[Source text — start]

It’s fun to laugh about the consumer applications of virtual reality, from family members bumping around their living rooms hiding from a 3D dinosaur to one day rolling right into the setting of your favorite Netflix show. Modern VR has another major application that we hear about a lot less than leisure: augmented reality patient care.
Here are 4 ways VR could impact medical care in the very near future.
VR for Rehabilitation
Physical therapy or exercise-based rehabilitation is often a central part of living with a spinal cord injury, stroke, traumatic brain injury, or other catastrophic injury or diagnosis. For individuals who engage in PT regularly, VR could make exercises and recovery more engaging.
People pursuing PT could look through a headset to see a video game level lying over their surroundings. Engaging in exercises means moving the game along, earning points, and getting a small rush of adrenaline and satisfaction that may be harder to find “IRL”. For both kids and adults, such overlays could make a small but significant improvement to PT’s fun factor.
VR could also help patients to spend more time learning and less time engaging directly with tasks that may still be unsafe to attempt without help. For example, a VR headset could enable someone living with the impact of a stroke to re-learn how to hold a glass in a completely risk-free virtual environment.
VR for Precise Surgery
Surgery could be one of the areas of medical care most radically altered by the introduction of augmented reality solutions. Most surgical approaches are missing one key element: depth. As surgeons wade through narrow vessels and nerves or perform a transplant, being able to accurately estimate depth could significantly improve their precision.
Imagine a surgeon wearing a headset that projects a computer-generated image over their surroundings to offer enhanced details like measurements and coordinates. Researchers believe a VR overlay could allow surgeons to complete procedures such as brain catheter insertions to within 0.5 millimeters of accuracy, reducing the chances of patient injury during surgery.
VR for Pain Relief
Using a virtual world to alleviate real-world pain or anxiety may sound absurd, but researchers believe VR could not just improve the patient experience but also reduce dependence on opioids and other traditional pain relief staples.
Soothing virtual distractions from pain could provide an immersive digital escape for patients managing pain. For children and other patients who experience high levels of anxiety before a medical appointment or surgery, VR could also be a way to soothe and destress. Children in particular may have an easier time tapping a virtual world with real relief from their immediate fears about medical procedures.
VR for Medical Education
As Jen A. Miller reports for HealthTech, medical imaging has undergone significant tech advancements, but the way medical professionals LOOK at those images hasn’t changed in a long time. New tools could help physicians-in-training to see (literally) every angle of a complicated medical condition, taking medical education from 2D to 3D instantly.

[Source text — finish]
[Data for review — start]

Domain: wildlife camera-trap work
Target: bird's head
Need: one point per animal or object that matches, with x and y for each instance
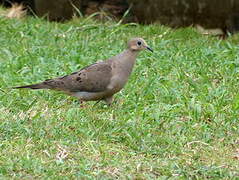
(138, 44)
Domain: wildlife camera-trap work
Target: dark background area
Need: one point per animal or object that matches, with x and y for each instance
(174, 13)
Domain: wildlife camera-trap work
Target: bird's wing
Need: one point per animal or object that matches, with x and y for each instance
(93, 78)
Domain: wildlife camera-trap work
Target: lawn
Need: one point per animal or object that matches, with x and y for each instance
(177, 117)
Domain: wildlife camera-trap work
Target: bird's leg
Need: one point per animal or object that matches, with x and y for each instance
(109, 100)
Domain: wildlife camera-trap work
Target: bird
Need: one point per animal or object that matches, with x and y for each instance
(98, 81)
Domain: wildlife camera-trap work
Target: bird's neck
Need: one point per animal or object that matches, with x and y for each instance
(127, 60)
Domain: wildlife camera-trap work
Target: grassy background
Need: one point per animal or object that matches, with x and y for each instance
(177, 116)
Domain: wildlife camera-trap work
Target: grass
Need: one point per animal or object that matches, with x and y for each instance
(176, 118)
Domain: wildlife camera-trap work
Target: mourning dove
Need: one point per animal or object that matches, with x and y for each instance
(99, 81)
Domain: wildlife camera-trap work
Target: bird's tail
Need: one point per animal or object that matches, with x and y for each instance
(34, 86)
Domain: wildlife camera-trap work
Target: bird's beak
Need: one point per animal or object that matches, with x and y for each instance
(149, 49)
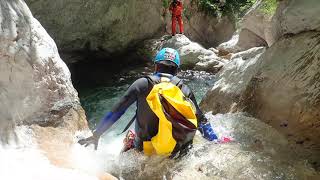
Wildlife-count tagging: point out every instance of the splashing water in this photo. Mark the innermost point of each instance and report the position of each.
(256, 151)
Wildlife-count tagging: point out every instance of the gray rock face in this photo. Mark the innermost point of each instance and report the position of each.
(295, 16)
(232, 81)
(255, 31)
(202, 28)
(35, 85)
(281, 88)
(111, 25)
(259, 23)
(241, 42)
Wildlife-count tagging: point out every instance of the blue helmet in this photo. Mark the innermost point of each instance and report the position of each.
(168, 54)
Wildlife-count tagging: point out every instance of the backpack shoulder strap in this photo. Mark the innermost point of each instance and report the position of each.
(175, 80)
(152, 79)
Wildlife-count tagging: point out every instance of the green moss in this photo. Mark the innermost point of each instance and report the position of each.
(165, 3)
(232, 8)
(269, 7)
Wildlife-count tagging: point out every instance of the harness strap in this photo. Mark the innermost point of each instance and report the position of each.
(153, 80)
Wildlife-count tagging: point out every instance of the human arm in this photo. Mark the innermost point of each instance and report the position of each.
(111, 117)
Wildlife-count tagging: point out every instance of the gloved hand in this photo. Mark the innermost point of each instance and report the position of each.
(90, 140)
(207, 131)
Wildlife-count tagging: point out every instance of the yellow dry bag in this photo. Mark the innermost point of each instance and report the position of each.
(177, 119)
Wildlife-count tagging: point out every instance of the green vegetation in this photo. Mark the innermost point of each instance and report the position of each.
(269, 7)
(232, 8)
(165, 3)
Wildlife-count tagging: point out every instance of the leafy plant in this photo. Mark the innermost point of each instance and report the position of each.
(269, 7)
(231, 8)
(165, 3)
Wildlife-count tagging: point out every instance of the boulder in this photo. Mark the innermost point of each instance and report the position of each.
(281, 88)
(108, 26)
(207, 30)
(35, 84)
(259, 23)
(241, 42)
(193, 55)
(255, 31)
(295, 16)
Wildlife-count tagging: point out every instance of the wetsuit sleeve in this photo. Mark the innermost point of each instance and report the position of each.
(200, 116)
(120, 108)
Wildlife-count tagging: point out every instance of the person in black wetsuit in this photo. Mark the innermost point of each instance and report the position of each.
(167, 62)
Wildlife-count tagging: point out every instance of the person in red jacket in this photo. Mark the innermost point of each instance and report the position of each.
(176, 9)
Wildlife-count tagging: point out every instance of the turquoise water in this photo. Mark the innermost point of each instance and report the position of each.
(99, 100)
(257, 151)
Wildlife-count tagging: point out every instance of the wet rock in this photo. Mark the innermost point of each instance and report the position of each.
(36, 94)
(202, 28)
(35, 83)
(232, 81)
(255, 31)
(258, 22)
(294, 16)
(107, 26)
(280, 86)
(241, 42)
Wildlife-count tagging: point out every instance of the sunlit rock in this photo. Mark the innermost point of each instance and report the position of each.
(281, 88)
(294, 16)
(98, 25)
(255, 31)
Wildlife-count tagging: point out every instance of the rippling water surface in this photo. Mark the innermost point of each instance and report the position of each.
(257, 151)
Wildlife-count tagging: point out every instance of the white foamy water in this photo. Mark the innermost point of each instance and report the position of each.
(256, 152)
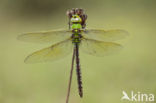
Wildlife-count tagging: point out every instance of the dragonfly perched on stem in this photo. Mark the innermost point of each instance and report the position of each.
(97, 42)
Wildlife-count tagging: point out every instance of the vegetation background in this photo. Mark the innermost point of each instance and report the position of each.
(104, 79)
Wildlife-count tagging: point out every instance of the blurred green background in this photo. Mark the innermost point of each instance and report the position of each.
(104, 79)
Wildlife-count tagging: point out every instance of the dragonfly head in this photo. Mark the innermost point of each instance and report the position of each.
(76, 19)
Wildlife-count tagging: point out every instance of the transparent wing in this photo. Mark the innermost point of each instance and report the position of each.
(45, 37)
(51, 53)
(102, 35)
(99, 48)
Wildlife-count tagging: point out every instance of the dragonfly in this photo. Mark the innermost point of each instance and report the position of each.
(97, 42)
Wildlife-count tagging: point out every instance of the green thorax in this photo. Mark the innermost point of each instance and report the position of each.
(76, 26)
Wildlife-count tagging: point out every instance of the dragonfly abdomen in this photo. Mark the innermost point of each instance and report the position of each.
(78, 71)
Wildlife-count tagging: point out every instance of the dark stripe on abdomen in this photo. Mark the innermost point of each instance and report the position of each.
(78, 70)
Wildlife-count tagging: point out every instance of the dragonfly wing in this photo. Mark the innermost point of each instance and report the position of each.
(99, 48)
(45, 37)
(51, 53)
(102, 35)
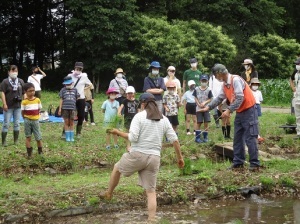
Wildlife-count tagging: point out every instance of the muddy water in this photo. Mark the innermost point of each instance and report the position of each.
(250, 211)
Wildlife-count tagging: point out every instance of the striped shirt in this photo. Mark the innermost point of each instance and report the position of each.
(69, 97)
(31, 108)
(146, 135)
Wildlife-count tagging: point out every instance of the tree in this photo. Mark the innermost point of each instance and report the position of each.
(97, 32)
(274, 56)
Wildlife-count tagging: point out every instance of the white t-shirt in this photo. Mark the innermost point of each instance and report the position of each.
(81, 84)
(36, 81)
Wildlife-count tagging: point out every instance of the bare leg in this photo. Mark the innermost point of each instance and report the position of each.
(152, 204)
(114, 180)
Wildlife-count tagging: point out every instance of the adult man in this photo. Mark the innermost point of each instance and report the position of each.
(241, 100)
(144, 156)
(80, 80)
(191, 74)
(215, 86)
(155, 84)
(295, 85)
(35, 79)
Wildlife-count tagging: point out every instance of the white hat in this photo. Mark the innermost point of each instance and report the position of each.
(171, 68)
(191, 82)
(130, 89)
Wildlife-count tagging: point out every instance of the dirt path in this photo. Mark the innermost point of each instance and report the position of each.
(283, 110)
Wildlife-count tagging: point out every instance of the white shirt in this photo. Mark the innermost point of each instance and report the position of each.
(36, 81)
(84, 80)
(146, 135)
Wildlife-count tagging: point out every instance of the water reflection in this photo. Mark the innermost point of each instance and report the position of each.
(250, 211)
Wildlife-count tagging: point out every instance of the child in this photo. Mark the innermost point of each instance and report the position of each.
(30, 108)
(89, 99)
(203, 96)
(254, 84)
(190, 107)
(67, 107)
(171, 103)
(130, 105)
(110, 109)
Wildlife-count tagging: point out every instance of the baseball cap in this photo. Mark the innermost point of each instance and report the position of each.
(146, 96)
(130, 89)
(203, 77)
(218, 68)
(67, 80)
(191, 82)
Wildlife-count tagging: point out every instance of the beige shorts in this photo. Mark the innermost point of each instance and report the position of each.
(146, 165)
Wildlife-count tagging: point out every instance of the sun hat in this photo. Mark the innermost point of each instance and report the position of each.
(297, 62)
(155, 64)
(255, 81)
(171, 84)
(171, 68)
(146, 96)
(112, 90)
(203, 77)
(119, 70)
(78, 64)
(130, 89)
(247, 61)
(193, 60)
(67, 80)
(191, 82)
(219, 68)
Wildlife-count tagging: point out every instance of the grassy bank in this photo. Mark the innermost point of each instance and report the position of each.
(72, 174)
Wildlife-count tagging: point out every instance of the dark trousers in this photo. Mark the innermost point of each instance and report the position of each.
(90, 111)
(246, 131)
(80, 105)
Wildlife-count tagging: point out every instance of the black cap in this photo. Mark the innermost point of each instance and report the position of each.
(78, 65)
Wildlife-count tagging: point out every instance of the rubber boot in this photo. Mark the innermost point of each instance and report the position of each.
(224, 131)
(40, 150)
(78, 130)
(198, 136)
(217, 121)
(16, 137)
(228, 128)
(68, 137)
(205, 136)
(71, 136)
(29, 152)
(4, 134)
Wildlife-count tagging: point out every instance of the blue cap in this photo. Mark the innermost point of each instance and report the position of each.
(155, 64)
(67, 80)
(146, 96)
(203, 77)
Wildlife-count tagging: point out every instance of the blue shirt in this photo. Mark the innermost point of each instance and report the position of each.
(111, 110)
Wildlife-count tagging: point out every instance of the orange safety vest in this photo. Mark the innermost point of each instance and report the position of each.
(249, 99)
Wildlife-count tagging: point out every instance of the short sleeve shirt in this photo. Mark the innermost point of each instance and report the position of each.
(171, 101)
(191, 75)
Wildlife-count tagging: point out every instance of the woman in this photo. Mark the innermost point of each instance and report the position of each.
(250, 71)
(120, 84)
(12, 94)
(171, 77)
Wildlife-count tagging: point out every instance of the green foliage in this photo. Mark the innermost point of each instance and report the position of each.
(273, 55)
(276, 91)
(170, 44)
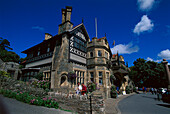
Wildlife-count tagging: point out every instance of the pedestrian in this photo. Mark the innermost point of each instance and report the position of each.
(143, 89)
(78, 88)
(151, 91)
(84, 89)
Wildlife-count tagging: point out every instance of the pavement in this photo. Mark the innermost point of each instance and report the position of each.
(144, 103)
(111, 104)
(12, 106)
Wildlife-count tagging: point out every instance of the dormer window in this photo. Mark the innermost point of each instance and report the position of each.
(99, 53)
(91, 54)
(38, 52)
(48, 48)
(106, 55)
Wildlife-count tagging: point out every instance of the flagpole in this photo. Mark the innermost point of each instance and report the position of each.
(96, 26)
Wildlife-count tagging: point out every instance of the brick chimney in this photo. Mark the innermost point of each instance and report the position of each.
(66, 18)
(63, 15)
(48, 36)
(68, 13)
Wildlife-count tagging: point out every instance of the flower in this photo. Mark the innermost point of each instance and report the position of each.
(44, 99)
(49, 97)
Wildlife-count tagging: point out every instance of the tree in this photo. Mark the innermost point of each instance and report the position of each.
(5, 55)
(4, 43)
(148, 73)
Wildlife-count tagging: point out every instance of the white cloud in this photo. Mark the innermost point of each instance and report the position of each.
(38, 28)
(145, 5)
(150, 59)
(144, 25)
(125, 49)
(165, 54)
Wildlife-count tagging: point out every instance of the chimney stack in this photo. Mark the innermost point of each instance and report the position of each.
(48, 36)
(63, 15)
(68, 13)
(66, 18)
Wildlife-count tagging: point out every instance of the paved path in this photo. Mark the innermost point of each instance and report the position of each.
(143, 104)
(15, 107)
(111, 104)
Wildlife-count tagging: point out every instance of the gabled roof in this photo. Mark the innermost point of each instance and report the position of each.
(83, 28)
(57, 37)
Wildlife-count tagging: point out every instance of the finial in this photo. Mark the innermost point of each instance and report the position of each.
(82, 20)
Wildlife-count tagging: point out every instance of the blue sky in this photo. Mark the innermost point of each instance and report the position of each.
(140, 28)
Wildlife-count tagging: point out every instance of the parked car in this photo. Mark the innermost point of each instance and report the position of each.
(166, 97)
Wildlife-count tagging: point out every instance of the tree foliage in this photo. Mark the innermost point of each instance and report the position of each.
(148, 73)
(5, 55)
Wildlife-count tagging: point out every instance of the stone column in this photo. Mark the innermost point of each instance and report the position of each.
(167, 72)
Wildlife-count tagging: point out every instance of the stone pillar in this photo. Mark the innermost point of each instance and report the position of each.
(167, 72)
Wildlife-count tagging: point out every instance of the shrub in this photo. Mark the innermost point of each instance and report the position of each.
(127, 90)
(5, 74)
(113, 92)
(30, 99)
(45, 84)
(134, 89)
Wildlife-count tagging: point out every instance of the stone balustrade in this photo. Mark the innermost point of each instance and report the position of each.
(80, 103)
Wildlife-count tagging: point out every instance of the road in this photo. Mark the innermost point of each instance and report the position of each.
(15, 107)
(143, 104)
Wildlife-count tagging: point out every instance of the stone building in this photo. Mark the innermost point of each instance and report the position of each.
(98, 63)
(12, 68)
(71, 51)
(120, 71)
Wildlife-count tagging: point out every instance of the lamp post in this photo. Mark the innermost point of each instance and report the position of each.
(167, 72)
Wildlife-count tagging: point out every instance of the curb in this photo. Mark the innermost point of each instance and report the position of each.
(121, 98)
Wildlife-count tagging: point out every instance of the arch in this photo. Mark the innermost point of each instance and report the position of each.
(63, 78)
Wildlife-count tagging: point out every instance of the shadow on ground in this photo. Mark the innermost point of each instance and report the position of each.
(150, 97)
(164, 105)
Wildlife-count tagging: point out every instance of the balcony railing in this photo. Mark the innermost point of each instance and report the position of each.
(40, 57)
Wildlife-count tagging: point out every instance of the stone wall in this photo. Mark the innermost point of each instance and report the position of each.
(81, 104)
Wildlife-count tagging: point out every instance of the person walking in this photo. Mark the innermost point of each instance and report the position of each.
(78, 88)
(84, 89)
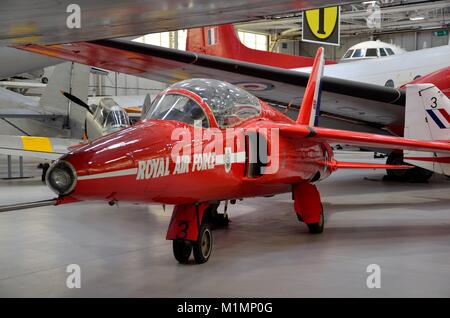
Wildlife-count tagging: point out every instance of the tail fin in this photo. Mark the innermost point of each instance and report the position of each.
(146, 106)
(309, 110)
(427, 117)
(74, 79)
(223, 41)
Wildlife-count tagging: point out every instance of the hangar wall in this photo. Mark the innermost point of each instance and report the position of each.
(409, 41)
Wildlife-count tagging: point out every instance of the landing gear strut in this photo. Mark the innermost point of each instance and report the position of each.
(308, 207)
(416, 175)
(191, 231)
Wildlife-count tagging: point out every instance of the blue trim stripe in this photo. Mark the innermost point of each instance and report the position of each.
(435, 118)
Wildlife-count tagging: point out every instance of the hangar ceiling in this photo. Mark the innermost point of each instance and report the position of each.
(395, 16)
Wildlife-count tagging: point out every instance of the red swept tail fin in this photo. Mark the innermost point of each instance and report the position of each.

[Data for review — finish]

*Assignment*. Reproduce the part of the text on virtual reality in medicine starting at "Here are 4 ways" and ending at "recovery more engaging.". Rely only on the text about virtual reality in medical care.

*Exercise answer*.
Here are 4 ways VR could impact medical care in the very near future.
VR for Rehabilitation
Physical therapy or exercise-based rehabilitation is often a central part of living with a spinal cord injury, stroke, traumatic brain injury, or other catastrophic injury or diagnosis. For individuals who engage in PT regularly, VR could make exercises and recovery more engaging.